[Natural-language object grounding data]
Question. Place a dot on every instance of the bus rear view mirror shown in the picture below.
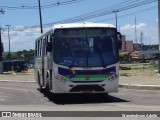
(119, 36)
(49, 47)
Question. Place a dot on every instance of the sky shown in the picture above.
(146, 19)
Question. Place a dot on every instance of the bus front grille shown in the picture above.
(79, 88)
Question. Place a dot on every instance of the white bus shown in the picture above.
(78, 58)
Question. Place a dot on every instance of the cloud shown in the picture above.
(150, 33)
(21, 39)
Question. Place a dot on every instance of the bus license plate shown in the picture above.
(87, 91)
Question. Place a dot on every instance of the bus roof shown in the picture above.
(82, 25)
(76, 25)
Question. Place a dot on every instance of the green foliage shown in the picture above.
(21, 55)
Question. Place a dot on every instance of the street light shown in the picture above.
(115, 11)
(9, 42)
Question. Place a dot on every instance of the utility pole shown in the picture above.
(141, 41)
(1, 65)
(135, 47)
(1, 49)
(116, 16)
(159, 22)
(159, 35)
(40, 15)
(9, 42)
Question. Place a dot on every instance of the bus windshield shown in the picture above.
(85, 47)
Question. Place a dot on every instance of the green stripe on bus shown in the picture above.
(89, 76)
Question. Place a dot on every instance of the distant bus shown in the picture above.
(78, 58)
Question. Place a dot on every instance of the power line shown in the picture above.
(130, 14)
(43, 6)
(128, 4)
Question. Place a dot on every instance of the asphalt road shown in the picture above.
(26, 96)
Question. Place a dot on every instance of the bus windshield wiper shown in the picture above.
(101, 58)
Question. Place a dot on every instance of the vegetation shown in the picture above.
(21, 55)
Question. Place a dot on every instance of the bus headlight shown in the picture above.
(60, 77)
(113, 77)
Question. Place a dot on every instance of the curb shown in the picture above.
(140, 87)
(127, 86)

* Brief: Reproduce all entries above exactly, minus the images.

* Response to the exercise:
Question. Place a dot on every instance of the bus rear view mirror shown in the picture below.
(119, 36)
(49, 47)
Question. Place a dot on every instance of the sky shown in the picture above.
(146, 19)
Question. Place a dot on every instance of the bus front grille shown in the picture above.
(79, 88)
Question. Place a dot on every instance of the white bus shown in the picture above.
(78, 58)
Question. Place a dot on every instance of the cloud shown in the picture above.
(150, 33)
(21, 39)
Question. Place a dot on every instance of the bus license plate shown in the picture above.
(87, 91)
Question. Place a dot on every instance of the bus roof shown in the picture above.
(82, 25)
(76, 25)
Question. Place a dot on every instance of the green foliage shown in the picture above.
(21, 55)
Question. Place a dot on every instance of the street light shown in the picture above.
(115, 11)
(9, 42)
Question. Place a dot on every instance of the utility pole shown in the picture above.
(141, 41)
(1, 65)
(135, 47)
(1, 49)
(116, 16)
(159, 22)
(159, 35)
(40, 15)
(9, 42)
Question. Place a dot on every instance of the bus windshield shown in the picture above.
(85, 47)
Question. Place a dot on every instance of the green stripe on bus shown in the picture above.
(89, 76)
Question. Place a dot on every instance of the distant bus shown in the picture above.
(78, 58)
Question. Place a dot on every instance of the power line shown in the picture above.
(130, 14)
(43, 6)
(128, 4)
Question. Place a dot on every instance of the asphalt road shown in the picture above.
(26, 96)
Question. Place a dot on every instance of the bus windshield wiper shown in the picture above.
(101, 58)
Question. Place a dot on every instance of the vegetation shown in the picture above.
(21, 55)
Question. Place a dot on every instance of the bus headlight shown in the picture above.
(60, 77)
(113, 77)
Question. Place a dot on every instance of the curb shown in the picture above.
(140, 87)
(127, 86)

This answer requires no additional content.